→ **YOUR TASK**:
Please write out, unchanged, the part of the records below that opens with the line containing "Identify every man's eye and" and closes with the line containing "left=0, top=57, right=120, bottom=300". Include both of those lines and nothing else.

→ **DATA SUPPLIED**:
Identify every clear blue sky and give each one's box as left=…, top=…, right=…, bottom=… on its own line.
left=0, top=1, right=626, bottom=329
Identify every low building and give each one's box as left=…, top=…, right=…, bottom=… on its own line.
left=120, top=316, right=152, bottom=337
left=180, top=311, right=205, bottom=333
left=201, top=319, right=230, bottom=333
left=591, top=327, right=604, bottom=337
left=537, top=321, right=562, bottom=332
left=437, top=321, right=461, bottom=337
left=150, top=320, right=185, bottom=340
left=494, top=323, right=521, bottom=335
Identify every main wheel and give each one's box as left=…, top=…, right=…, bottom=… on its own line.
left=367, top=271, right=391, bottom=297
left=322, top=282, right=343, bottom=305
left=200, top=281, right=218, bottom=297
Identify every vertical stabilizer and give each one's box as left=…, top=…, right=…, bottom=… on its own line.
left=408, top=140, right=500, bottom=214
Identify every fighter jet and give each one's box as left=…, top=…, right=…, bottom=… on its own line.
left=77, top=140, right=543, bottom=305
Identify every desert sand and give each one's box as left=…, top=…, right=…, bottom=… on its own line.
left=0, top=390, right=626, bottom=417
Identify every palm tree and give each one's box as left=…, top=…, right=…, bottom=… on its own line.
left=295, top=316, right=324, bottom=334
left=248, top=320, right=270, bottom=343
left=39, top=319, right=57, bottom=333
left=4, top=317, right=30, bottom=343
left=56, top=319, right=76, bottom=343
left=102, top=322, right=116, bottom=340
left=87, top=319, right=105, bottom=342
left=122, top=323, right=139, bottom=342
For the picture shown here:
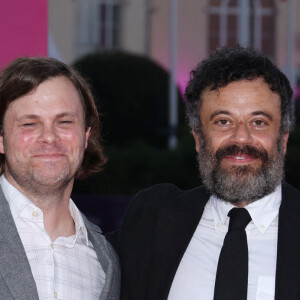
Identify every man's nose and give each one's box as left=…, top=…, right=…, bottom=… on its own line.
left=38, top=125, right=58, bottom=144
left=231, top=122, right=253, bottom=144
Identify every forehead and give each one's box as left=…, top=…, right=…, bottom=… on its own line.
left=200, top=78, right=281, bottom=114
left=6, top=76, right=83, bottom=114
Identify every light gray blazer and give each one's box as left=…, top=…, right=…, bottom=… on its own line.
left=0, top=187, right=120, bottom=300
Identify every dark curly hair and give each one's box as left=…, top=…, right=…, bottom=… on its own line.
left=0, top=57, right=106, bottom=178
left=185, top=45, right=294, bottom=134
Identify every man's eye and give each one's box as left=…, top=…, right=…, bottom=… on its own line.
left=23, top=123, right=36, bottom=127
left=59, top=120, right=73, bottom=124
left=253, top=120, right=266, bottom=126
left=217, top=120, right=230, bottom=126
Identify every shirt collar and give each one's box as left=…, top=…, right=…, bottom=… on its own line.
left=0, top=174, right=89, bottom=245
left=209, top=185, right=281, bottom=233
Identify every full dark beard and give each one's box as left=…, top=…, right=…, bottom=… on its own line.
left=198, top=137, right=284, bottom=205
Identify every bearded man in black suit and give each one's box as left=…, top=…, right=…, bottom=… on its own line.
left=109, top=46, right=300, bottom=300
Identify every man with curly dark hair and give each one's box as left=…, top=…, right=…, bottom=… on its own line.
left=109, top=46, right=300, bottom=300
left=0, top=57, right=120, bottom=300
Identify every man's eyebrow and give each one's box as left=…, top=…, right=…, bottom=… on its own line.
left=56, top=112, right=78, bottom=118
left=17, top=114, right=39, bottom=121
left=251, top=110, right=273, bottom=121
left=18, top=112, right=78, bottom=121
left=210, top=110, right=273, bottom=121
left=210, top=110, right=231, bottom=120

→ **RESPONSE**:
Identify every man's eye and give each one's box as left=…, top=…, right=…, bottom=… on its own line.
left=23, top=123, right=36, bottom=127
left=59, top=120, right=73, bottom=124
left=253, top=120, right=266, bottom=126
left=217, top=120, right=230, bottom=126
Identify every shirt collar and give each one's box as left=…, top=…, right=…, bottom=… on its own line.
left=0, top=174, right=89, bottom=245
left=209, top=185, right=281, bottom=233
Identify every full dark beard and give each one's box as left=…, top=…, right=…, bottom=… on its own line.
left=198, top=137, right=284, bottom=205
Identify every bearded man in black suit and give each one's box as left=…, top=…, right=…, bottom=… on its own line.
left=109, top=46, right=300, bottom=300
Identify every man with curly dark hair and give each one's box as left=…, top=…, right=…, bottom=… on its own line.
left=109, top=46, right=300, bottom=300
left=0, top=57, right=120, bottom=300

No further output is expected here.